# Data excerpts

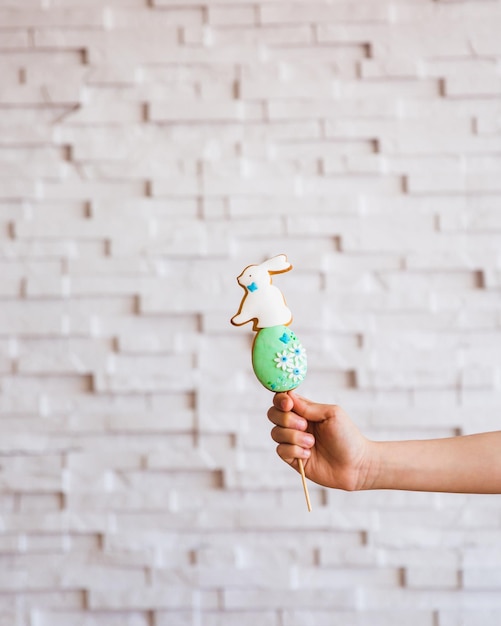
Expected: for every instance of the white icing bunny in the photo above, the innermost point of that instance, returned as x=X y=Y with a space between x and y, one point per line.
x=263 y=303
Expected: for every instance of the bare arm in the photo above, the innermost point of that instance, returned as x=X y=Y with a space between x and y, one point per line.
x=466 y=464
x=336 y=454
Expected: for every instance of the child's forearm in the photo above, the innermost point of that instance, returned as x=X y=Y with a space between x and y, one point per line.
x=467 y=464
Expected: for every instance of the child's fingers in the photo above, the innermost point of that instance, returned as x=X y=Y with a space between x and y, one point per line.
x=287 y=419
x=293 y=437
x=290 y=453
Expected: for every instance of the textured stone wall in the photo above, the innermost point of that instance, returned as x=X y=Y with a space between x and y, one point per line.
x=149 y=150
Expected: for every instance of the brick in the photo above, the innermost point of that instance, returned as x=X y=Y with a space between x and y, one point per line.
x=19 y=18
x=321 y=13
x=469 y=617
x=273 y=599
x=176 y=597
x=231 y=15
x=313 y=617
x=95 y=618
x=431 y=578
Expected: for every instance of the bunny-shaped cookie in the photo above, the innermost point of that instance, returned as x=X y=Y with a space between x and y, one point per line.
x=263 y=303
x=278 y=359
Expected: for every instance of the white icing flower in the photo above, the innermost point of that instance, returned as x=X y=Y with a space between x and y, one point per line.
x=283 y=360
x=298 y=352
x=296 y=374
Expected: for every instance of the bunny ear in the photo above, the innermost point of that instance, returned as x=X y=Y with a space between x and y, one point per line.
x=277 y=264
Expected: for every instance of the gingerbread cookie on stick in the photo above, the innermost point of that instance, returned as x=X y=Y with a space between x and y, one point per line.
x=278 y=358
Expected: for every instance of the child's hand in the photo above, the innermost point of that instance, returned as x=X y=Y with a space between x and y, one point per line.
x=334 y=452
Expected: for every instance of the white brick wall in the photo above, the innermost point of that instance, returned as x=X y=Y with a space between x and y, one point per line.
x=149 y=149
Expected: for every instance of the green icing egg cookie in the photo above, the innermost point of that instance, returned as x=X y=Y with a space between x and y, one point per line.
x=278 y=358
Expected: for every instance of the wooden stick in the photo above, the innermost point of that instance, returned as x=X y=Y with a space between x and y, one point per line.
x=305 y=486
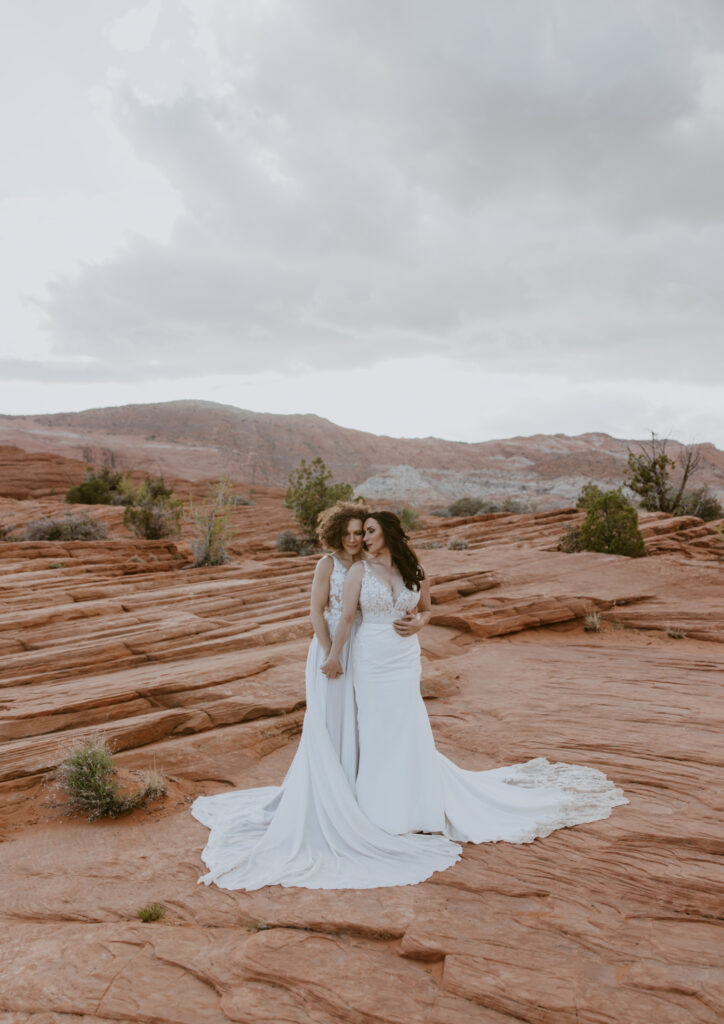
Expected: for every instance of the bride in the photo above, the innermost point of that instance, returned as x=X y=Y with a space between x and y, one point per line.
x=368 y=800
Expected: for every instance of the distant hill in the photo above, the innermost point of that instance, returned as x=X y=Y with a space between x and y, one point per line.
x=201 y=439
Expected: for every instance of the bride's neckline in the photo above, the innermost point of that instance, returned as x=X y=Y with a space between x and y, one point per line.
x=387 y=586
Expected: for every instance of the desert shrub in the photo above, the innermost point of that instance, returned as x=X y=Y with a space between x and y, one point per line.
x=87 y=779
x=99 y=487
x=155 y=512
x=700 y=502
x=610 y=524
x=570 y=541
x=67 y=527
x=649 y=475
x=152 y=911
x=310 y=492
x=592 y=623
x=212 y=527
x=410 y=519
x=466 y=506
x=289 y=541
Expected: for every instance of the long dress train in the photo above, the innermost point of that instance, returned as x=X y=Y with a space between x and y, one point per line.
x=310 y=832
x=405 y=784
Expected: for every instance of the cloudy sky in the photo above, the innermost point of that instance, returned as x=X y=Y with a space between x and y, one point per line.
x=471 y=219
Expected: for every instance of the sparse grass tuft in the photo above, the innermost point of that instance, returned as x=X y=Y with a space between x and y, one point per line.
x=152 y=911
x=592 y=623
x=87 y=779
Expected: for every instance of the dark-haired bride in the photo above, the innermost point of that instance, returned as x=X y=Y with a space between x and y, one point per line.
x=401 y=814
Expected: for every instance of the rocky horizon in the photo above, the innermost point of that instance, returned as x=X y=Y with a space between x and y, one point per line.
x=200 y=439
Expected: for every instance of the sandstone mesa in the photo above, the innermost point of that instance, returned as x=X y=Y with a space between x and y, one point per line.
x=201 y=671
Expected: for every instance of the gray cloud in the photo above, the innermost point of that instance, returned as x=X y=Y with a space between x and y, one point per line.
x=520 y=185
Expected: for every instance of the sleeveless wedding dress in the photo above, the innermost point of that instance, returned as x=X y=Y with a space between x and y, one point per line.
x=367 y=781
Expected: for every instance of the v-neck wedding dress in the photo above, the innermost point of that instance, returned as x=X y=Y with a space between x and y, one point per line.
x=367 y=783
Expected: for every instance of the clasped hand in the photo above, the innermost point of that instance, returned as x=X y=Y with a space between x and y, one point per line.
x=408 y=625
x=332 y=668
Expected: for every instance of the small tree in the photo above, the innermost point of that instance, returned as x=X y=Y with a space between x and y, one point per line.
x=648 y=475
x=212 y=526
x=310 y=492
x=155 y=512
x=610 y=524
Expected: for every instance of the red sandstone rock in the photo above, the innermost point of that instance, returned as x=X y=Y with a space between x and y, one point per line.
x=200 y=671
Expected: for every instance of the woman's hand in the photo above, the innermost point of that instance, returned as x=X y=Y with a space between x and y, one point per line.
x=332 y=668
x=409 y=625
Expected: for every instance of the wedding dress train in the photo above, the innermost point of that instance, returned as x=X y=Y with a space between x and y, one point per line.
x=367 y=782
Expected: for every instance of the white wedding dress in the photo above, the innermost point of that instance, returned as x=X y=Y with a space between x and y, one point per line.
x=367 y=782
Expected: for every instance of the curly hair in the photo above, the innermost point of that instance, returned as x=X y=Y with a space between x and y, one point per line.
x=402 y=555
x=333 y=522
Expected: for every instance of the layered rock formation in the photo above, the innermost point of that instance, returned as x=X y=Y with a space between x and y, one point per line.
x=198 y=439
x=200 y=673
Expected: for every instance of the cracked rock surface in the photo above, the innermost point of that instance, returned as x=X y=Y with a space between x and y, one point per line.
x=200 y=673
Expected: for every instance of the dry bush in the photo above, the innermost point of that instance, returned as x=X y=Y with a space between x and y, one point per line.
x=87 y=780
x=67 y=527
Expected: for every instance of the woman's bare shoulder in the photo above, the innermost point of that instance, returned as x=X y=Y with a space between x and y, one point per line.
x=325 y=565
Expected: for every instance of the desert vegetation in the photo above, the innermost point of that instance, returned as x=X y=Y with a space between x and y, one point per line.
x=101 y=486
x=610 y=525
x=310 y=491
x=65 y=527
x=212 y=527
x=87 y=781
x=154 y=512
x=650 y=475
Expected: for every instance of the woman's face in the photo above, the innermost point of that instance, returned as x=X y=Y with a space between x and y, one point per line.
x=352 y=538
x=374 y=538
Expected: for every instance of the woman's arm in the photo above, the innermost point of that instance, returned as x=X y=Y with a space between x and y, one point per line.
x=320 y=597
x=414 y=621
x=350 y=597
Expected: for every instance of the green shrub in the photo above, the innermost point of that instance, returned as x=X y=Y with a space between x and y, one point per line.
x=152 y=911
x=155 y=512
x=410 y=519
x=212 y=526
x=100 y=487
x=67 y=527
x=87 y=779
x=310 y=492
x=610 y=524
x=701 y=503
x=457 y=544
x=466 y=506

# Brief
Output nothing but the entries above, exactly, once the pictures are removed.

# Written solution
Expected: for every instance of the white icing bunny in the photo above, the innermost point of that instance, returned as x=X y=Y with a space between x and y, one point per line.
x=263 y=303
Expected: for every instance of the bare arm in the photo above, the innermost point of that instance, returned as x=X y=Y with a space between x and y, one point per line.
x=466 y=464
x=336 y=454
Expected: for every instance of the child's forearm in the photo above, the innermost point of that instance, returned as x=X y=Y with a space between x and y, one point per line.
x=467 y=464
Expected: for every instance of the child's fingers in the photo above, the innermost point of that instance, returned as x=X y=Y with a space between x and y, one point per line.
x=287 y=419
x=293 y=437
x=290 y=453
Expected: for every instance of the textured stone wall in the photo above, the innermost point of that instance, returned as x=X y=Y with a space between x and y, one point per line.
x=149 y=150
Expected: for every instance of the brick in the photo above, the innermost point of that instance, returned as x=X y=Y with a space between x and y, one point per line.
x=19 y=18
x=321 y=13
x=469 y=617
x=273 y=599
x=176 y=597
x=231 y=15
x=313 y=617
x=95 y=618
x=431 y=578
Expected: for every instance of the bunny-shaped cookie in the photo above, the innermost point of that instance, returned as x=X y=Y with a space between x and y, one point per line.
x=263 y=303
x=278 y=359
Expected: for every instance of the white icing flower in the photo above, the innermost point of that instance, returned as x=X y=Y with a space between x and y, one point per line.
x=283 y=360
x=298 y=352
x=296 y=374
Expected: for every instance of the bunny ear in the photo above, the innermost point of that instance, returned as x=X y=Y with a space between x and y, one point per line.
x=277 y=264
Expected: for every instance of the gingerbread cookie on stick in the photo above, the innermost point of that instance, returned as x=X y=Y with a space between x and y, one point per line.
x=278 y=358
Expected: for every instance of the child's hand in the photo above, the innermost point of that instance, returned as x=X y=Y with a space between x and y, one point per line.
x=334 y=452
Expected: for every instance of the white brick wall in the photo above, the innermost point of that instance, returned as x=X y=Y with a space between x and y, one point per line.
x=149 y=149
Expected: for every instance of the green icing egg cookie in the photo above, the innermost point of that instance, returned as x=X y=Y with a space between x and y, one point per line.
x=278 y=358
Expected: for every instance of the wooden stick in the photo above, the innermost point of that instance, returned as x=X y=Y with a space between x and y, one point per line.
x=305 y=486
Expected: for every instance of the bride in the photo above, the innermost point of that instance, returned as x=X y=Y with a space between x and y, one point per line.
x=368 y=800
Expected: for every instance of the distant hill in the photo above, the innermost point of that instance, returned as x=X y=Y with a space between x and y, one point per line.
x=201 y=439
Expected: for every instance of the bride's neckline in the photo above, the innermost point of that instance, returned as x=X y=Y with a space between x and y, one point per line.
x=387 y=586
Expected: for every instance of the desert shrub in the photo above, the innermost point of that instance, returned as x=X y=Y with a space between x and y, one point per line.
x=87 y=779
x=99 y=487
x=155 y=512
x=700 y=502
x=610 y=524
x=570 y=541
x=67 y=527
x=649 y=475
x=152 y=911
x=310 y=492
x=592 y=623
x=212 y=527
x=410 y=519
x=466 y=506
x=289 y=541
Expected: for every instance of the long dress train in the photo above, the innermost point of that instance, returned as x=X y=Y with a space between x and y, one point per line.
x=310 y=832
x=405 y=784
Expected: for every instance of the cloudy sky in the photo above, the innermost point of that instance, returned as x=X y=Y with a space between x and y, one point per line.
x=471 y=219
Expected: for every instance of the sparse grass tuft in the photo above, the innermost point of that instance, returned as x=X y=Y with a space between x and y, one point per line.
x=152 y=911
x=592 y=623
x=87 y=779
Expected: for every instance of the dark-haired bride in the photo above, the innermost point of that instance, returned as x=X y=Y with a space between x and y, one point per line.
x=401 y=814
Expected: for every instance of the rocky horizon in the photo above, the innermost point of that instance, returned as x=X y=Y with a space between x and y, one point per line.
x=200 y=439
Expected: for every instance of the sandstone mesa in the photo above, the innermost point of that instance, returned as x=X y=Y with a space between x and y, one point per line.
x=201 y=671
Expected: for every instance of the gray cloud in the photo above, the innermost point of that instance, returned as x=X y=Y with a space between x and y, one point per line.
x=520 y=185
Expected: for every instance of the sleeveless wedding dress in the photo above, the innermost point of that instance, returned as x=X y=Y with a space between x and y, one point per line.
x=367 y=781
Expected: for every instance of the v-neck wedding dress in the photo above, the innermost point of that instance, returned as x=X y=Y with a space between x and y, one point per line.
x=367 y=783
Expected: for every instance of the clasped hand in the photo above, the innermost point of that instance, returned as x=X y=Y with a space between x and y, one point per line.
x=408 y=625
x=332 y=668
Expected: for every instance of the small tree in the photo above, the innermost point of that instance, returned as x=X y=Y with a space between x and y, one point per line.
x=648 y=475
x=212 y=526
x=310 y=492
x=155 y=512
x=610 y=524
Expected: for every instance of the red sandstone rock in the photo above, the innermost point of that instance, returned as x=X y=Y with a space between x and y, one point per line.
x=200 y=671
Expected: for every instance of the woman's hand in the photo above, the innermost point of that instance, returned as x=X y=Y with a space between x and y, one point per line.
x=332 y=668
x=409 y=625
Expected: for every instance of the wedding dress train in the photo above, the innermost point of that instance, returned as x=X y=Y with a space between x and y, one point per line.
x=367 y=782
Expected: for every instance of the white wedding dress in the photo above, the innermost point of that instance, returned as x=X y=Y with a space between x and y, one point per line.
x=367 y=782
Expected: for every instance of the curly hair in the photo above, the innermost point of that instance, returned as x=X y=Y with a space between x and y, one point per line.
x=402 y=555
x=333 y=522
Expected: for every instance of the layered rock formation in the photo above, the innermost point of that instance, returned as x=X y=Y with a space between x and y, one point per line.
x=198 y=439
x=200 y=673
Expected: for every instance of the cracked rock surface in the photo above, the innermost point of that instance, returned as x=X y=Y with a space between x and y, one point per line.
x=200 y=673
Expected: for every instance of the dry bush in the photo above, the innermost point of that instance, returned as x=X y=Y with a space between x and y, one point per line.
x=87 y=780
x=67 y=527
Expected: for every instance of the woman's bare shoulder in the photo above, the innermost point of that instance, returned as x=X y=Y with a space between x and y, one point per line.
x=325 y=565
Expected: for every instance of the desert vegetation in the photo above, the innermost point of that instance, returned as x=X y=Y with a space between x and y, one point per line.
x=101 y=486
x=610 y=525
x=310 y=491
x=65 y=527
x=212 y=527
x=87 y=781
x=154 y=512
x=650 y=475
Expected: for every instance of the woman's face in the photo above, the innermost point of that instance, returned as x=X y=Y with a space between x and y, one point per line.
x=352 y=538
x=374 y=538
Expected: for every instance of the woman's arm in the photo above, the innermost point of that instance, returned as x=X y=Y with a space between x and y, one point per line.
x=320 y=597
x=414 y=621
x=350 y=597
Expected: for every instance of the green shrub in the photo above, the innermost point of that instance, returned as x=X y=Y with a space between x and y, one point per line.
x=152 y=911
x=155 y=512
x=410 y=519
x=212 y=526
x=100 y=487
x=67 y=527
x=87 y=779
x=310 y=492
x=610 y=524
x=701 y=503
x=457 y=544
x=466 y=506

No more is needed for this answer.